WORK REQUIRED - Rewrite the items below from the line with "of the baseboard" to the line with "x=200, y=251", both ends included, adding 134 to every x and y coordinate and leaving all other text unchanged. Give only those lines.
--------------------------------
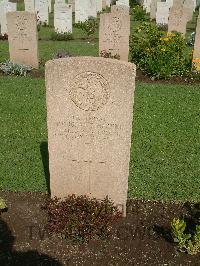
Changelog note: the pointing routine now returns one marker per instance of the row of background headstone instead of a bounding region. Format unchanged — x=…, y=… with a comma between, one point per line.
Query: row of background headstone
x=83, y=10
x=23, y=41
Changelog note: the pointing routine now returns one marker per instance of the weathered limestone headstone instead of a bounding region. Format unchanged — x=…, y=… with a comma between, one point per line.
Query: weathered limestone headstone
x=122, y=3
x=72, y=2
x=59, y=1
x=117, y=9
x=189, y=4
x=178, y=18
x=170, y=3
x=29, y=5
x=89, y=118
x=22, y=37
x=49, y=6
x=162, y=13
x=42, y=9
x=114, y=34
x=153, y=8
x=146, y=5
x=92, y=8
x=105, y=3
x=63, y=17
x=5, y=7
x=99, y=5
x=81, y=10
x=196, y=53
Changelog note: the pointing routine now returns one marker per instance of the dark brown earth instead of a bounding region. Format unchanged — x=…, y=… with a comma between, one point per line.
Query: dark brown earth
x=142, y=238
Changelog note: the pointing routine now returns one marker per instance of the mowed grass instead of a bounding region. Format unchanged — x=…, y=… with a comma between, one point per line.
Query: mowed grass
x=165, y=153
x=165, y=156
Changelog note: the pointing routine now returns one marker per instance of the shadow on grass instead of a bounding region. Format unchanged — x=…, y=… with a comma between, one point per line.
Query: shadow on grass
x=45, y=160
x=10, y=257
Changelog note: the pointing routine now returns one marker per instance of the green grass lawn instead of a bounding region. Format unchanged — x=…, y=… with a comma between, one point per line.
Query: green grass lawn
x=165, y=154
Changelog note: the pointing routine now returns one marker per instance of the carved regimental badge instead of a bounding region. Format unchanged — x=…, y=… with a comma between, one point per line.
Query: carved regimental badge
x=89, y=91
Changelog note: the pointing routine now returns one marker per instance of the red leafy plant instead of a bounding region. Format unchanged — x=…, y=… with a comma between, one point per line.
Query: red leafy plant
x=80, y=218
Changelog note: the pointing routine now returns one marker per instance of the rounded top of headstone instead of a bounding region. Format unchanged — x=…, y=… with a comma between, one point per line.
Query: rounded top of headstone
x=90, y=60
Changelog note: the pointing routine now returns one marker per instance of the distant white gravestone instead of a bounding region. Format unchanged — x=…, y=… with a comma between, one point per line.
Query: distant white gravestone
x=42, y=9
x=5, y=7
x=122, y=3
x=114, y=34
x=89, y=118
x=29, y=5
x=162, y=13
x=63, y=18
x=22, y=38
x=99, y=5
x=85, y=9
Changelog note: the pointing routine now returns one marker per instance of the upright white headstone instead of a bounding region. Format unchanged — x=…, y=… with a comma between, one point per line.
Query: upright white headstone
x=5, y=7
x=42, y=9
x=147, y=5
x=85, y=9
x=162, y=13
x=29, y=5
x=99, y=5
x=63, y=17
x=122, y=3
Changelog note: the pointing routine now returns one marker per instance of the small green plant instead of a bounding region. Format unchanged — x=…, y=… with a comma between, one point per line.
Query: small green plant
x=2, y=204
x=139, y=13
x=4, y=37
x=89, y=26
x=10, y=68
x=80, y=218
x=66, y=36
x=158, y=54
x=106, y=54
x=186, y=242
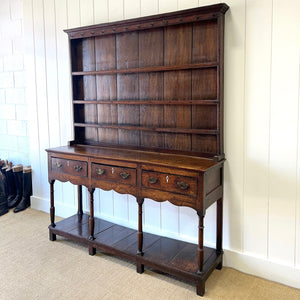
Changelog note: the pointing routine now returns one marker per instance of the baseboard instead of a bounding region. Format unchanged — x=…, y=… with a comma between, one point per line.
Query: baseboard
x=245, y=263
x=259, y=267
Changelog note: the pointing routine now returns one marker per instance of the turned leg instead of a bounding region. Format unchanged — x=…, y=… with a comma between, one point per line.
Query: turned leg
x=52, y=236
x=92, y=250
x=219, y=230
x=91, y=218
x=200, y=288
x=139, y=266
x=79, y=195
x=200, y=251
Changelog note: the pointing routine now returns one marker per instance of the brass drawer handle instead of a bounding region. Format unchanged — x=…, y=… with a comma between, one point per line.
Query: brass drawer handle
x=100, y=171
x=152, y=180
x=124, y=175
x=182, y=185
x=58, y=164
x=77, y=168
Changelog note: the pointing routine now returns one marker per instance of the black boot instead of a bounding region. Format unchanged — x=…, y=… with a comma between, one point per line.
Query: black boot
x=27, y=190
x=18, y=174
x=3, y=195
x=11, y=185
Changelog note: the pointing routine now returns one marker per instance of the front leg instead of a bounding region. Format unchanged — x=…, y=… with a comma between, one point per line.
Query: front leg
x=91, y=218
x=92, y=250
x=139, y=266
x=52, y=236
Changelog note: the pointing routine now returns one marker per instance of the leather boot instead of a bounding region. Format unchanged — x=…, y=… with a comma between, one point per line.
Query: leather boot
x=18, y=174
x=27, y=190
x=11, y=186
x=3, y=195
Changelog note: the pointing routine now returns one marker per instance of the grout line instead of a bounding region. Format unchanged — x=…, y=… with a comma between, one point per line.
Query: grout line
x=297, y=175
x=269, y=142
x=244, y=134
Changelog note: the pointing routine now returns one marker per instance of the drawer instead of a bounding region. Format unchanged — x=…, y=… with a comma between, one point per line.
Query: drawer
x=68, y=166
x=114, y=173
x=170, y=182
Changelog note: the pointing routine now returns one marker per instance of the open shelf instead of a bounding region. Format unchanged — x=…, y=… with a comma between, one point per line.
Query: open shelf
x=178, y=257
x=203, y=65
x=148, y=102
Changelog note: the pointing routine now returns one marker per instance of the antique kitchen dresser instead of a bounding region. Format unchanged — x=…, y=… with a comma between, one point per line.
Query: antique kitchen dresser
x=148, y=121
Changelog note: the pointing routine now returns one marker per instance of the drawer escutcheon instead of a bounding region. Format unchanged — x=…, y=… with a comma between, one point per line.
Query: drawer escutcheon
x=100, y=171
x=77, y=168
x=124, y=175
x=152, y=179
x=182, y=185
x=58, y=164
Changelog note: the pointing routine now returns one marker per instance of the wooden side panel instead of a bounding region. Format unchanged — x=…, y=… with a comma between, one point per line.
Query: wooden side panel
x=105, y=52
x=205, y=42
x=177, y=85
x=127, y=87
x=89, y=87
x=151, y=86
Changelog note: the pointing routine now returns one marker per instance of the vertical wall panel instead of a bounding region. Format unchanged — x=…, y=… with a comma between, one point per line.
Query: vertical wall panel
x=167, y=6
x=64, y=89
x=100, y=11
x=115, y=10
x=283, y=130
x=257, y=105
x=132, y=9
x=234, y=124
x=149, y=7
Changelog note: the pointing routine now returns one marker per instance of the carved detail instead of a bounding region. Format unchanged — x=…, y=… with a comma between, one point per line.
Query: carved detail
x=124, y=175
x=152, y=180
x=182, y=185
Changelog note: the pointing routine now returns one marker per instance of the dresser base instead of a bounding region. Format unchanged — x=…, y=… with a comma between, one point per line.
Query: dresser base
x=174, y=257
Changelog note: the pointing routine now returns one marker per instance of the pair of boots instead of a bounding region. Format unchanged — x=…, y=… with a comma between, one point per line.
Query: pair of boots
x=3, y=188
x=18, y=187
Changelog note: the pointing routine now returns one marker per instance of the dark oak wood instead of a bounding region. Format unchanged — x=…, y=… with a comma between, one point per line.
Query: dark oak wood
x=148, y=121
--------------------------------
SOLUTION TO THIS TASK -
Changelog note: the pointing routine now returns one marker per instance of the baseboard instead of a bounding region. Format unchanged — x=…, y=… with a comma between, one point per line.
Query: baseboard
x=379, y=397
x=393, y=401
Changelog note: the pointing routine now returns one marker per instance of the turned leg instead of a bounding region. Format unchanged — x=…, y=… with a comma between, one point per line.
Query: turned leg
x=186, y=370
x=226, y=384
x=353, y=364
x=225, y=352
x=334, y=422
x=273, y=400
x=213, y=329
x=334, y=385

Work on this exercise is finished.